[Requirement]: Could you return, word for word, the records between the line holding "Each instance of the gorse" and the line holding "115], [308, 120]]", both included, leaving the pictures out?

[Input data]:
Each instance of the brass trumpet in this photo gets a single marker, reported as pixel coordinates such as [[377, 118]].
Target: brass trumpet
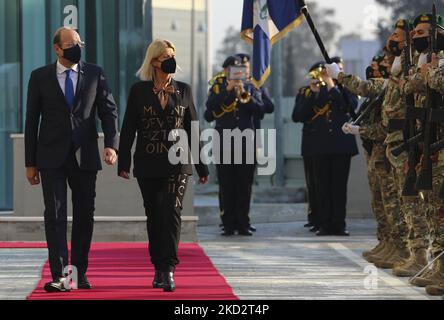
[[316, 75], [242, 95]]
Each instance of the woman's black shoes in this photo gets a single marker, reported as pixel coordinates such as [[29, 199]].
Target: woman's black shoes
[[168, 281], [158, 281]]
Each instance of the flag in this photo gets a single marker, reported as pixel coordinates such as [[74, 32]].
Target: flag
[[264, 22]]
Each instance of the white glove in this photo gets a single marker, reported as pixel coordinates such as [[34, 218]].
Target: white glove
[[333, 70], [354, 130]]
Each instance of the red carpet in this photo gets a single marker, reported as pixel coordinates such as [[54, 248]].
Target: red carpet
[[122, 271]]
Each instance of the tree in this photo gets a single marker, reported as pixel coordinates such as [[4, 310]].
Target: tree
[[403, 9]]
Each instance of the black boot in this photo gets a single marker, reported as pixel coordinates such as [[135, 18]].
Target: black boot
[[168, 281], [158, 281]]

--

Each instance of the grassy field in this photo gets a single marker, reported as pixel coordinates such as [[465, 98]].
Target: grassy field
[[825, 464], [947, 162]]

---

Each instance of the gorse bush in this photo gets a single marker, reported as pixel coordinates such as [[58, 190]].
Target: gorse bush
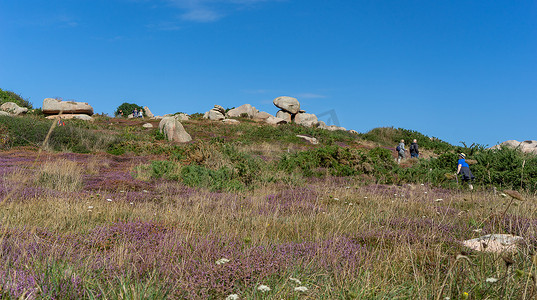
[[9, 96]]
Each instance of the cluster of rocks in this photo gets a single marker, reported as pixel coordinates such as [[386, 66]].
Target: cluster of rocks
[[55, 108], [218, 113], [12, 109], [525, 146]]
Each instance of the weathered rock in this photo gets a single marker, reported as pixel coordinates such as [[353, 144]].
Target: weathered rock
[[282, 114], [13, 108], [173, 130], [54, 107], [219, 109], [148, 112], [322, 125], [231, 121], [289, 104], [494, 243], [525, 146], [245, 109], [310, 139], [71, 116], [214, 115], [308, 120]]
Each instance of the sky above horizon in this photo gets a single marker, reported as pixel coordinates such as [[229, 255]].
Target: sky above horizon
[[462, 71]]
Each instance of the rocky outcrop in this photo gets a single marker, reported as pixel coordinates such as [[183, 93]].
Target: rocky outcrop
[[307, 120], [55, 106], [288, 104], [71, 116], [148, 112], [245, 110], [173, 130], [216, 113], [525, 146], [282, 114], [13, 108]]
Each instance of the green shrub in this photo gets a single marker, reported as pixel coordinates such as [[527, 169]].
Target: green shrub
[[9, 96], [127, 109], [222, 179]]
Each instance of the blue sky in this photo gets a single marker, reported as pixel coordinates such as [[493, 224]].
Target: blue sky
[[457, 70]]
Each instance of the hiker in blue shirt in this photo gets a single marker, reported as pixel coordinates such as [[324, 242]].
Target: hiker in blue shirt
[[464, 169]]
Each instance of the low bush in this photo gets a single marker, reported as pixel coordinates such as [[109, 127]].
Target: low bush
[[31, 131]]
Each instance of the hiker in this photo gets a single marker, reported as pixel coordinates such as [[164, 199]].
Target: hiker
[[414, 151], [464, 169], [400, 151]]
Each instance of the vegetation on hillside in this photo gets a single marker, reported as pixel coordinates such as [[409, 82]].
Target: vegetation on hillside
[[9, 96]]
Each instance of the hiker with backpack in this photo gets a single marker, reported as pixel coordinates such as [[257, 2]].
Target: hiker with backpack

[Solved problem]:
Each instance of the gorse bush in this photo gets a single marker, reported as pixel coordinates such as [[58, 190]].
Target: gorse bush
[[9, 96]]
Each instance of the cluster of rocks in this photo gets a single marker, reported as pixel coordinates such as [[386, 66]].
Target: cluster of rocks
[[55, 108], [218, 113], [12, 109], [525, 146]]
Each instance of the weathered rock in this photo gets a single marker, reported as pixel coordinates such as [[353, 144]].
Target: weathered rock
[[282, 114], [13, 108], [173, 130], [54, 107], [219, 109], [148, 112], [322, 125], [231, 121], [289, 104], [494, 243], [525, 146], [245, 109], [310, 139], [71, 116], [214, 115], [308, 120]]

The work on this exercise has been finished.